◆ WHAT YOU HAVE TO DO:
In the entries below, which lines run from the one containing "the blue jacket." to the one containing "in orange jacket."? Copy exactly those lines, ends included, and no others.

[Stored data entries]
____________

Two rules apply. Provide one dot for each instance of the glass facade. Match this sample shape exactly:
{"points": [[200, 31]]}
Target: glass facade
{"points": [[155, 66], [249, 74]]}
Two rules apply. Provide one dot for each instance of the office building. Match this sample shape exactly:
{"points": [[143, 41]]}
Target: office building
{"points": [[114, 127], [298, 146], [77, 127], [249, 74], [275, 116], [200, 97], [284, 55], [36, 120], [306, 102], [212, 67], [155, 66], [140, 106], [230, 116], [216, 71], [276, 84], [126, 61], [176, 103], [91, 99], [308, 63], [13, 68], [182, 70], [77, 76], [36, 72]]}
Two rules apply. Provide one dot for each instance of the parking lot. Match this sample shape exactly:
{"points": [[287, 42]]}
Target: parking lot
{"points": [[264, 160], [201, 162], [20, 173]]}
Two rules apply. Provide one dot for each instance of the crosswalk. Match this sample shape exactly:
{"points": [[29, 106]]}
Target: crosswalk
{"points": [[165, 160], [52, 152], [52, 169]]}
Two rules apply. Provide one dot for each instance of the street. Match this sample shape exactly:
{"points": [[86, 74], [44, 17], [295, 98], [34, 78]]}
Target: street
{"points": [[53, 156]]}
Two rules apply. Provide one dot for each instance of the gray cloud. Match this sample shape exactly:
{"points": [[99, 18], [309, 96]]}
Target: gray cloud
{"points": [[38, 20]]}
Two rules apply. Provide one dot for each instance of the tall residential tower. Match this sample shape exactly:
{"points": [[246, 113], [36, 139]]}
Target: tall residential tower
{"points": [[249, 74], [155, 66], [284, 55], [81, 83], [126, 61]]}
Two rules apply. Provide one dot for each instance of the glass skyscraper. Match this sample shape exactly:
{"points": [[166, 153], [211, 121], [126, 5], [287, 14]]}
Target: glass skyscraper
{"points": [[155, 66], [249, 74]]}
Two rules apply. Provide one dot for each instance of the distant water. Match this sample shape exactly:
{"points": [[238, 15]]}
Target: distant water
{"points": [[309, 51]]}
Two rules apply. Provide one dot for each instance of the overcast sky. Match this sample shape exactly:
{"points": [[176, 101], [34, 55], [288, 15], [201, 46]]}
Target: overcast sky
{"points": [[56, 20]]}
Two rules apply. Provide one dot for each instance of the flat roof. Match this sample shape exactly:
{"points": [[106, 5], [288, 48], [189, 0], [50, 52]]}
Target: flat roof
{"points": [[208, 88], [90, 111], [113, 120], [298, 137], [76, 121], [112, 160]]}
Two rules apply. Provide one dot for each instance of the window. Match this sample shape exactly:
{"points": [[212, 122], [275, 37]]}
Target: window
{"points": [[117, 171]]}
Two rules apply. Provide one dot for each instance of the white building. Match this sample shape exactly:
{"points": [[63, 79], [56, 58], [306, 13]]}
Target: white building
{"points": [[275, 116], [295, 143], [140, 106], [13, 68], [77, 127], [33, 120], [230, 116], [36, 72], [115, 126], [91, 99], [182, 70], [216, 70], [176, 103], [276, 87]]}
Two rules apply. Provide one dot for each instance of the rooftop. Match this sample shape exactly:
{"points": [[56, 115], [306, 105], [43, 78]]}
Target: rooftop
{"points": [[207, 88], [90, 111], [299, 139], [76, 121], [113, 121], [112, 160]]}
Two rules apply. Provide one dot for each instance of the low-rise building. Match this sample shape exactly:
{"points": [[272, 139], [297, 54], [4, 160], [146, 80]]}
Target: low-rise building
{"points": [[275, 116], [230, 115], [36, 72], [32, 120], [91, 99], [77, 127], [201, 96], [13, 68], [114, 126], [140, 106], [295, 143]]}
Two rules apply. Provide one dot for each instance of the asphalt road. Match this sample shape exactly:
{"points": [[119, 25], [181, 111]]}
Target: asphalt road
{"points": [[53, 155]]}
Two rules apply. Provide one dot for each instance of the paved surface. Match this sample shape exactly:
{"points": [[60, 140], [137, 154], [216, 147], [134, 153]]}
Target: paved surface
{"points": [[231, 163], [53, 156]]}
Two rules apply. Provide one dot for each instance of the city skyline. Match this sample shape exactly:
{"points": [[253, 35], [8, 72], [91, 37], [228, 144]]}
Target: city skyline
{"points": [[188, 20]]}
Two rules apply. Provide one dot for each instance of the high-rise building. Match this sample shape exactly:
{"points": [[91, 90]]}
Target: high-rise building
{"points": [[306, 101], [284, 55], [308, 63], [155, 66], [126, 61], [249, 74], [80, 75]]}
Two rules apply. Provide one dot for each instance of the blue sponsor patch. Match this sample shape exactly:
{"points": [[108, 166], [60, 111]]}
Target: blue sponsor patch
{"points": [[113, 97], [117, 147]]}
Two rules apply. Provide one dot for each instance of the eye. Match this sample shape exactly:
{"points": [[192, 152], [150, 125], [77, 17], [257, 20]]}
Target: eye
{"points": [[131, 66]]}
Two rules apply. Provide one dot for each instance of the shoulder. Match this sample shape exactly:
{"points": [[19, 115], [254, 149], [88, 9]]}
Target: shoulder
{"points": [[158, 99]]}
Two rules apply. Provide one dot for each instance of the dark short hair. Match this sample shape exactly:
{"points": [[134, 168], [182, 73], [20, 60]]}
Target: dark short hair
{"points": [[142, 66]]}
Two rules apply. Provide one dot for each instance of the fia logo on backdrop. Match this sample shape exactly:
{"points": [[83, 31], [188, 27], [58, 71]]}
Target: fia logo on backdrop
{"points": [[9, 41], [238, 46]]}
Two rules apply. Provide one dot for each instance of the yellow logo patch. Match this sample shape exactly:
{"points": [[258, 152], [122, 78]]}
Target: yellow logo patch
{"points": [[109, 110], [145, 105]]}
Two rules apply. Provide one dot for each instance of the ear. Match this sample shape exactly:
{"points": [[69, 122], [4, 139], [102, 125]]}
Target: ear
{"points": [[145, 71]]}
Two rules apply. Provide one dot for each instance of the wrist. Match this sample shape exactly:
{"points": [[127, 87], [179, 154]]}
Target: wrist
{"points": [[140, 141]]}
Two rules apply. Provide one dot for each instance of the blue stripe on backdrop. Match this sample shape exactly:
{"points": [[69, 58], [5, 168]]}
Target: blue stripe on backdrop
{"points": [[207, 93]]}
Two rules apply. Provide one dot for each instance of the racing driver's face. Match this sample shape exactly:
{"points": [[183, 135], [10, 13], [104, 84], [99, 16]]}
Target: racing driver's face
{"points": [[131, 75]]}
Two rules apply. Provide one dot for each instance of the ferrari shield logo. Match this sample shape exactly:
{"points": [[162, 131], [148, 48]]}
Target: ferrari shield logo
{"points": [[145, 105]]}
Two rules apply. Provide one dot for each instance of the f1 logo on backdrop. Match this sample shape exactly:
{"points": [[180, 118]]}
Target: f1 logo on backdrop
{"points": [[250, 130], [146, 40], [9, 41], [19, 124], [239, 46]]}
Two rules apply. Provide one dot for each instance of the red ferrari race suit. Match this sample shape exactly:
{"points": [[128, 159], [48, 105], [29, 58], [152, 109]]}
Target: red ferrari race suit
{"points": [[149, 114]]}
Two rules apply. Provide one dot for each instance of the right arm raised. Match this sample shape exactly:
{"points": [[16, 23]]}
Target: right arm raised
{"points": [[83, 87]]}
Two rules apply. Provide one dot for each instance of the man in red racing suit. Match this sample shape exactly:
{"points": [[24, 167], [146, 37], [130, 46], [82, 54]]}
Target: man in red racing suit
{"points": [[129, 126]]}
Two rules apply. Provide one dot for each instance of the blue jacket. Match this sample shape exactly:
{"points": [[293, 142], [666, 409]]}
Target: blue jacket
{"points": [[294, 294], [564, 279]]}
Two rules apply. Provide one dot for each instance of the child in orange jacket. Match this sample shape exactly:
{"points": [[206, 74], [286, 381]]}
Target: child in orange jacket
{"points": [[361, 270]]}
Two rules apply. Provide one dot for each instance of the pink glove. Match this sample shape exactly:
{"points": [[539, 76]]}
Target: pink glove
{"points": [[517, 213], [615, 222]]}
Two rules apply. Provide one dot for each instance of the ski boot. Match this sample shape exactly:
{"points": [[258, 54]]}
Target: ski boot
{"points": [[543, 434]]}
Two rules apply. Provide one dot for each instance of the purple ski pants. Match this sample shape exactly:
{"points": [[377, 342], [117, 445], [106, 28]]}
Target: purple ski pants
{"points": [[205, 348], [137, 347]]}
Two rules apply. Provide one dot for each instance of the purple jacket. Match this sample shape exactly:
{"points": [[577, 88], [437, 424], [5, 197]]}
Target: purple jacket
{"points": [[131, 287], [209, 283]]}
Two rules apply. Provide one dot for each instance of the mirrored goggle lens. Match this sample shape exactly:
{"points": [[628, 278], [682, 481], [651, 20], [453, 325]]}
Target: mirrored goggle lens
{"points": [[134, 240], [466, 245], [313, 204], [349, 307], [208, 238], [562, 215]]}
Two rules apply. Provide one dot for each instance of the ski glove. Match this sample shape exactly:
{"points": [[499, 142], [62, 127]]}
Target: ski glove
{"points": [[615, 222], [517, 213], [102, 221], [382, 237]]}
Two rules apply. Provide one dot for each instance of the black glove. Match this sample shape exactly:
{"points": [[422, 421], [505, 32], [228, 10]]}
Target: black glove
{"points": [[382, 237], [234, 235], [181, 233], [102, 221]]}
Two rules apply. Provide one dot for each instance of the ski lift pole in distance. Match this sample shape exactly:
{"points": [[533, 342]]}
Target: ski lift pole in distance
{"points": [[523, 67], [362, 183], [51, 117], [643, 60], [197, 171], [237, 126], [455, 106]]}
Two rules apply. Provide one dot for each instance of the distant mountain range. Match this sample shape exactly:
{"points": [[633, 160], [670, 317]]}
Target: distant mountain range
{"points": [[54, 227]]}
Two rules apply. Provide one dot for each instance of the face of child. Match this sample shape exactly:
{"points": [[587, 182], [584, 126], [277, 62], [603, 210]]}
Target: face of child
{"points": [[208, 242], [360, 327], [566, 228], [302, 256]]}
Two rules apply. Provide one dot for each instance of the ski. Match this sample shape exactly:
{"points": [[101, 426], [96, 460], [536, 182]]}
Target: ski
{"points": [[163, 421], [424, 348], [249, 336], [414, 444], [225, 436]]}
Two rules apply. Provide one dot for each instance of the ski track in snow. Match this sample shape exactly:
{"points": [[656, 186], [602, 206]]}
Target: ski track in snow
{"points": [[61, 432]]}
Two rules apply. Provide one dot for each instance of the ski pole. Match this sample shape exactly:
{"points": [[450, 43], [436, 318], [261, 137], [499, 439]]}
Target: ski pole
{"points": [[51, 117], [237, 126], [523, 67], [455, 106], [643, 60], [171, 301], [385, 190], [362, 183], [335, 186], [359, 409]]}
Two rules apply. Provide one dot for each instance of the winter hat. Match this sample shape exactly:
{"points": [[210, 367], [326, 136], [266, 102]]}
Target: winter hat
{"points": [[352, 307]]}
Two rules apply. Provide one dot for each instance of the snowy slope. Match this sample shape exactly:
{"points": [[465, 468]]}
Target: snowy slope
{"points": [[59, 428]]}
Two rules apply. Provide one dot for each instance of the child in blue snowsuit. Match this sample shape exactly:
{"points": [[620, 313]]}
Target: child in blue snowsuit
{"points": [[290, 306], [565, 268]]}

____________

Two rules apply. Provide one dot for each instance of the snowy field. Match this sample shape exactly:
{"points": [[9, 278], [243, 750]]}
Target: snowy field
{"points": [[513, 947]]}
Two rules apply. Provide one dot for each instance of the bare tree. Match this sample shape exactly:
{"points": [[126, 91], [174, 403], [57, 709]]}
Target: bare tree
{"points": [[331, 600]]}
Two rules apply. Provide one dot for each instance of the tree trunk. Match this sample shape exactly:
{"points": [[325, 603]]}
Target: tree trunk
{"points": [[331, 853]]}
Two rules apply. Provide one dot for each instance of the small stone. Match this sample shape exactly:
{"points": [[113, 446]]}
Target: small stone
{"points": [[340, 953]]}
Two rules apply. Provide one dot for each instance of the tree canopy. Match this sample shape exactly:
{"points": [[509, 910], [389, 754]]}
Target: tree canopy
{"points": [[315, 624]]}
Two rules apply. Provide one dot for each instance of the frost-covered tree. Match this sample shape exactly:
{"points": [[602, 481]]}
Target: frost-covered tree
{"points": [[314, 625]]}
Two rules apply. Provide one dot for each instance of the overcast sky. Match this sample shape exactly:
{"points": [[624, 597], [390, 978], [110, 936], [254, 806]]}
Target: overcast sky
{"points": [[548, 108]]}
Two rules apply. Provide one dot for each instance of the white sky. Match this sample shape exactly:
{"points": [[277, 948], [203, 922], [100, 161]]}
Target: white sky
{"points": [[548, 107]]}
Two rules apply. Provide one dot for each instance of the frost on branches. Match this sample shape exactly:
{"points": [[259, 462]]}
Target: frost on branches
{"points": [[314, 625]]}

____________

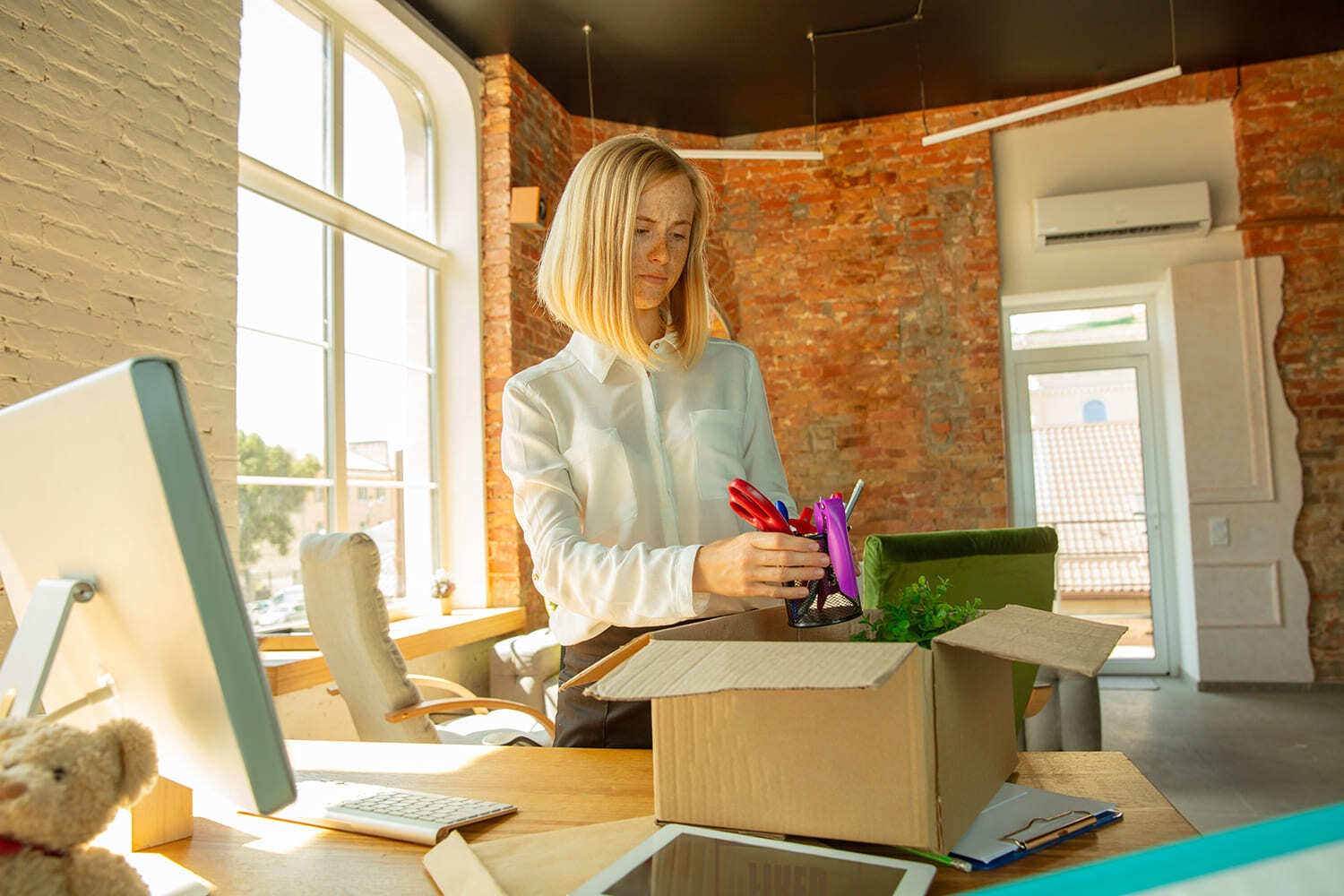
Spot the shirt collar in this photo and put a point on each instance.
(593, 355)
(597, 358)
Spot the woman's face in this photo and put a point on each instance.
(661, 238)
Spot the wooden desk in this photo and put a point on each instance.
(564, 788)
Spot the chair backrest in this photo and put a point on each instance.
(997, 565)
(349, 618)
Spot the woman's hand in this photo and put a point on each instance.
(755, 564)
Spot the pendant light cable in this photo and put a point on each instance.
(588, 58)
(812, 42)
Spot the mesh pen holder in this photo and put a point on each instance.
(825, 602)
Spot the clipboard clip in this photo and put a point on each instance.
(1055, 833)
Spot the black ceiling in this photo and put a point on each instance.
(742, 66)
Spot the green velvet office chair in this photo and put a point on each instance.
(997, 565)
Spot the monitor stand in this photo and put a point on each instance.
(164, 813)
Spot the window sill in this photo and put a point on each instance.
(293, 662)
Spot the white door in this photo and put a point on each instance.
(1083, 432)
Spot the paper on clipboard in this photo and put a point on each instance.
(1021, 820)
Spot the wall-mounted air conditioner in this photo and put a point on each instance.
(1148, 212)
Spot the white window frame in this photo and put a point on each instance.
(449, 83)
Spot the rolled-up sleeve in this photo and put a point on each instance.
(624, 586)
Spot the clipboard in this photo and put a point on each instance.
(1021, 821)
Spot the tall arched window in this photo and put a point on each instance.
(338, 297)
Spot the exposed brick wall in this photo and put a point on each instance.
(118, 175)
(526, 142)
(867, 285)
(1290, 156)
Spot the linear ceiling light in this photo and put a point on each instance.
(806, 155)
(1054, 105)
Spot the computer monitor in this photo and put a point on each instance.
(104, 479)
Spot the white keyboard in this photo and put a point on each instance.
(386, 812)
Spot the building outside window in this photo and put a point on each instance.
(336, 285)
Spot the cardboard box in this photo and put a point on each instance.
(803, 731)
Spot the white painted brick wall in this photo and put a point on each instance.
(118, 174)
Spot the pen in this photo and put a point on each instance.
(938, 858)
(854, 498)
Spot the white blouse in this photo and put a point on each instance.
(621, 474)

____________

◆ SOLUTION TO THIS TASK:
Two rules apply. Provide one dot for each instance of the blue jacket. Match this sample shape exactly:
{"points": [[293, 142], [666, 409]]}
Target: blue jacket
{"points": [[294, 294], [564, 279]]}
Two rules apply. Provide one dot for each instance of the child in orange jacket. Match this sample shape exactly:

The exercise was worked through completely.